What is asked -
1. In the Azure Key Vault integration guide, what FIPS 140-2 level are the Hardware Security Modules validated to?
2. Rewrite the paragraph of the Azure Key Vault integration guide that begins "From Microsoft’s documentation website" as a brief bulleted list that keeps its main facts.
3. Decide whether each statement agrees with the Azure Key Vault integration guide. Answer yes or no, and quote the words that decide it.
(a) Key Vault keeps logs of all access and usage attempts on secrets.
(b) Key Vault requires developers to store security information in their code.
(c) Key Vault manages keys only.

Text to read -
┄┄┄┄┄┄┄┄┄┄

Azure Key Vault Integration

KMES Series 3 Integration Guide

microsoft azure key vault
key management service KMES Series 3

Overview of the Azure Key Vault BYOK / KMES Series 3 Integration

About Azure Key Vault

From Microsoft’s documentation website: “Azure Key Vault is a cloud service used to manage keys, secrets, and certificates. Key Vault eliminates the need for developers to store security information in their code. It allows you to centralize the storage of your application secrets which greatly reduces the chances that secrets may be leaked. Key Vault also allows you to securely store secrets and keys backed by Hardware Security Modules or HSMs. The HSMs used are Federal Information Processing Standards (FIPS) 140-2 Level 2 validated. In addition, key vault provides logs of all access and usage attempts of your secrets so you have a complete audit trail for compliance.”

For more general information about Azure Key Vault, please refer to the following article on Microsoft’s documentation website:

Download this guide as a PDF

What is BYOK?

┄┄┄┄┄┄┄┄┄┄

Excerpt from a dataset:
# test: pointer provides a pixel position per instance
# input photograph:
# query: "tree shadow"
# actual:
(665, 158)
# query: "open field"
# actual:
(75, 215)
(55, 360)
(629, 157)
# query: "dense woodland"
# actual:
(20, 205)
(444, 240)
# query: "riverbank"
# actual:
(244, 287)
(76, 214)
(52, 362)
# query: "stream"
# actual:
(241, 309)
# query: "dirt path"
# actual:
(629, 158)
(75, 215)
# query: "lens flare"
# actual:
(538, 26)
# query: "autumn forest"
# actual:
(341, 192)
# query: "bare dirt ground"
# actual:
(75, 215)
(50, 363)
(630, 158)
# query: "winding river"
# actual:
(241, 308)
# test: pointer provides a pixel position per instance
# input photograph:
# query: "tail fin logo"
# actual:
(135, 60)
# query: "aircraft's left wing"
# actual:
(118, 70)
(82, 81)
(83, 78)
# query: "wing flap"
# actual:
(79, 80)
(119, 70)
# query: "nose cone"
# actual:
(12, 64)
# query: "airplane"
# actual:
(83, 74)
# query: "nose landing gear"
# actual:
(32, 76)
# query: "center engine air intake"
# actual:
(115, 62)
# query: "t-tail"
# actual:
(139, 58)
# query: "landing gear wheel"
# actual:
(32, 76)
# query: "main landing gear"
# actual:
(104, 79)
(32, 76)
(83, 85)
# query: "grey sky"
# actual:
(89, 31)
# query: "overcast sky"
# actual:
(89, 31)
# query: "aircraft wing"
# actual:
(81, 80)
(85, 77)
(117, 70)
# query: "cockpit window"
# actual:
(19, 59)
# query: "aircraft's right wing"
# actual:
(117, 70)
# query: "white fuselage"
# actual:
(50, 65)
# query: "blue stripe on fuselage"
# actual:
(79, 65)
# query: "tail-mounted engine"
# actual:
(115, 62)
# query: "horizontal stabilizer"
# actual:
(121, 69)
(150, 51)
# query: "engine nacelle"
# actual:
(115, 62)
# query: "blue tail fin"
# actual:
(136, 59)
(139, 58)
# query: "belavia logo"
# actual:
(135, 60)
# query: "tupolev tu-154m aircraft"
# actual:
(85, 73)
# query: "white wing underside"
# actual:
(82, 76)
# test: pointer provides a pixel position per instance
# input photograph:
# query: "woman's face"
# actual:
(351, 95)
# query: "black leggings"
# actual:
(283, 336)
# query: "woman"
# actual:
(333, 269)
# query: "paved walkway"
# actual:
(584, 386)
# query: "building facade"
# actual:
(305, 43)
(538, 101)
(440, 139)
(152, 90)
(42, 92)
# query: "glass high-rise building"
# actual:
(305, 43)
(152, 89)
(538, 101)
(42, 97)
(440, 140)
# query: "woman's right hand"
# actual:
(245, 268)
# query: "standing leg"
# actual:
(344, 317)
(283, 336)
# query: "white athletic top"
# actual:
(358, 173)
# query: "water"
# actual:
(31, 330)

┄┄┄┄┄┄┄┄┄┄

Answers below -
1. Level 2

2.
- Azure Key Vault is a cloud service for managing keys, secrets, and certificates.
- It removes the need for developers to store security information in their code.
- It centralizes the storage of application secrets, greatly reducing the chance of leaks.
- It can securely store secrets and keys backed by Hardware Security Modules (HSMs) validated to FIPS 140-2 Level 2.
- It logs all access and usage attempts, providing a complete audit trail for compliance.

3.
(a) Yes: "key vault provides logs of all access and usage attempts of your secrets so you have a complete audit trail for compliance."
(b) No: "Key Vault eliminates the need for developers to store security information in their code."
(c) No: "Azure Key Vault is a cloud service used to manage keys, secrets, and certificates."